For each statement below, answer yes or no to whether it agrees with the text on Jeremiah's call, and quote the exact words of the text that decide it. (a) Jeremiah's first response to God's call was bold. (b) Jeremiah belonged to the priestly clan. (c) God withdrew His demand because of Jeremiah's fears.

▶ TEXT:
***
Since I’ve just cited God’s command to Jeremiah, it is appropriate to examine Jeremiah’s appointment to preach.
When God first called Jeremiah as His servant, the young man hardly qualified as a fire-breather.
In fact, his initial reaction to God’s call was decidedly timid.
Protesting that he was but a youth, Jeremiah, like Moses before him, attempted to decline the divine commission [see JEREMIAH 1:6].
“Do you blame him?
Jeremiah was a member of the priestly clan [see JEREMIAH 1:1]; and the LORD gave him a devastating message.
Jeremiah must have shuddered at the thought of telling his countrymen and his fellow priests that everything they held dear—the nation of Israel, the city of Jerusalem, even the temple of the LORD itself—was about to be judged and destroyed.
“In spite of the young man’s fears, God pressed His demand—‘Dress yourself for work.’
The life of priestly ease Jeremiah once enjoyed was finished.
***
▶ DATASET ENTRIES:
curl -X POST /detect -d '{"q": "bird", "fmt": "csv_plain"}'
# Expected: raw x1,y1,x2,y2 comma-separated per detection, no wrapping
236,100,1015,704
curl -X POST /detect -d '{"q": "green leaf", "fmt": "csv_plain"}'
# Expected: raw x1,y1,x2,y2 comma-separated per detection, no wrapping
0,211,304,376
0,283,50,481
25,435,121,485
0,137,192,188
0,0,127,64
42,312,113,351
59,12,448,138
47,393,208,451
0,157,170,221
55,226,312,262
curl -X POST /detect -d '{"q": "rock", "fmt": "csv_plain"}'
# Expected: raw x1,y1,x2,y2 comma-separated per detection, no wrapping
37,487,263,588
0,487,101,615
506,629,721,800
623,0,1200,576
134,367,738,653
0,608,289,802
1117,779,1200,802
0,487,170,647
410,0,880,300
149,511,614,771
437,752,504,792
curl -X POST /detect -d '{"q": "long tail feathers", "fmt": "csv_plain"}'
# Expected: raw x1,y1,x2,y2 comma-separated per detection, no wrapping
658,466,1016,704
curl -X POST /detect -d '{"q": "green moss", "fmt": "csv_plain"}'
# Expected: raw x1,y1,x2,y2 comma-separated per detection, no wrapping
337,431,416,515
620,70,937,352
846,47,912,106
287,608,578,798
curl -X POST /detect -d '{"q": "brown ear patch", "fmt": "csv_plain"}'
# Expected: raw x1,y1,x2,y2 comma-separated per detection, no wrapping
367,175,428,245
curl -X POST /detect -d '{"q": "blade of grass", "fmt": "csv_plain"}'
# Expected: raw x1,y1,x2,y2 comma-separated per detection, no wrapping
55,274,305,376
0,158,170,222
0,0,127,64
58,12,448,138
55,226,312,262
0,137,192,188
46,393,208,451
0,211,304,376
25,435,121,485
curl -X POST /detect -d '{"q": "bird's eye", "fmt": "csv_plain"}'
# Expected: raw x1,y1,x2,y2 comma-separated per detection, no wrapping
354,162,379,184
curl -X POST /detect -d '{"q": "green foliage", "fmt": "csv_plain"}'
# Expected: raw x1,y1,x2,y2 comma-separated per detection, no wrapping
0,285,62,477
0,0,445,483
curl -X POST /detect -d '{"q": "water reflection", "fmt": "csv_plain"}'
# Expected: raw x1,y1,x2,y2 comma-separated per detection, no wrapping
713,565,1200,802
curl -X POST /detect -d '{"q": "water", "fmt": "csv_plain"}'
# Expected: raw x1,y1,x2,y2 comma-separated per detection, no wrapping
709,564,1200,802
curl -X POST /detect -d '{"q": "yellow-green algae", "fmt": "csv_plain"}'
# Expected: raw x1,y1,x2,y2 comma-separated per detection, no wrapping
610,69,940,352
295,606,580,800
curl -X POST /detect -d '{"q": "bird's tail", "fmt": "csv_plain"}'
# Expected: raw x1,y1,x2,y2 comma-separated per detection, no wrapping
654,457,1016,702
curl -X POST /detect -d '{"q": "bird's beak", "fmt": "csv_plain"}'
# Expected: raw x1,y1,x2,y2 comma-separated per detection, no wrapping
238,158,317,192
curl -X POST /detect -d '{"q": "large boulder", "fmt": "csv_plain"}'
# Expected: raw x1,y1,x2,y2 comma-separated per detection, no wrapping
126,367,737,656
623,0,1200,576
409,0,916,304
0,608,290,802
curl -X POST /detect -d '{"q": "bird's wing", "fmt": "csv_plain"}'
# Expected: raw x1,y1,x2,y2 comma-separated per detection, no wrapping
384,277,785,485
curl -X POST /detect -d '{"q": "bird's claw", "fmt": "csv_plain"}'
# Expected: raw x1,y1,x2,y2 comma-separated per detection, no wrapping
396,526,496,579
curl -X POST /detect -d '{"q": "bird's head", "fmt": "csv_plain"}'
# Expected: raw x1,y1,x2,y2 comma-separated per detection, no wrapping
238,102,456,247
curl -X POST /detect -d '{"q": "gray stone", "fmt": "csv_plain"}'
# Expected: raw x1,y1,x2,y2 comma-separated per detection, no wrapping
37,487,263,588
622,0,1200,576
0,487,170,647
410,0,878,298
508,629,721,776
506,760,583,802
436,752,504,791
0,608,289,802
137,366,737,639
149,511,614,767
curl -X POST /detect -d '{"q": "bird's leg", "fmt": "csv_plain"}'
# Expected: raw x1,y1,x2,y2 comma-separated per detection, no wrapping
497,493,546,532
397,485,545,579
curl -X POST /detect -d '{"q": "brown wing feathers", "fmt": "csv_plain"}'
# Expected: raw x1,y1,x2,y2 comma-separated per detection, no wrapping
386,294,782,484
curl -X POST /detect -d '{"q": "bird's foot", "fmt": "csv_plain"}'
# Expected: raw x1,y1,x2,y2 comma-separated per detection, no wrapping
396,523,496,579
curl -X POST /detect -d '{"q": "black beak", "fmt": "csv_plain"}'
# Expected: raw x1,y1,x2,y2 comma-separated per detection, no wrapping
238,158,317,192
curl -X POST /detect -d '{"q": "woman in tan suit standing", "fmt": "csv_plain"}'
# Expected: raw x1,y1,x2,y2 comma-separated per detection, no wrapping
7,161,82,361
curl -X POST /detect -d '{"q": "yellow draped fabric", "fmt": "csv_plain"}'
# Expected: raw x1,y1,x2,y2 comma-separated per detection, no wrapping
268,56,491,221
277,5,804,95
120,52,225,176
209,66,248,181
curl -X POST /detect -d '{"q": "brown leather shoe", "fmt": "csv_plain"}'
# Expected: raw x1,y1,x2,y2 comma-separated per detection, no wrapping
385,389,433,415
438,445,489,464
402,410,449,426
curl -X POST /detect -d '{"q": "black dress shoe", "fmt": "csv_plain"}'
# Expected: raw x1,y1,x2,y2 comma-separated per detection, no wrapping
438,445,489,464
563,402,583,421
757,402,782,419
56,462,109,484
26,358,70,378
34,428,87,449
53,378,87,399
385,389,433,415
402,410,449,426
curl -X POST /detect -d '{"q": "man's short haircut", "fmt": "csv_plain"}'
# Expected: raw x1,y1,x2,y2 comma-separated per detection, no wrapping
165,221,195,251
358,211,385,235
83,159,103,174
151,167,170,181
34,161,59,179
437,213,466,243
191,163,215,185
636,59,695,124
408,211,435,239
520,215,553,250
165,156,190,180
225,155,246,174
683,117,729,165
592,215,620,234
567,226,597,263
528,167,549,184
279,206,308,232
***
▶ WORKED SOLUTION:
(a) No: "his initial reaction to God’s call was decidedly timid."
(b) Yes: "Jeremiah was a member of the priestly clan"
(c) No: "In spite of the young man’s fears, God pressed His demand"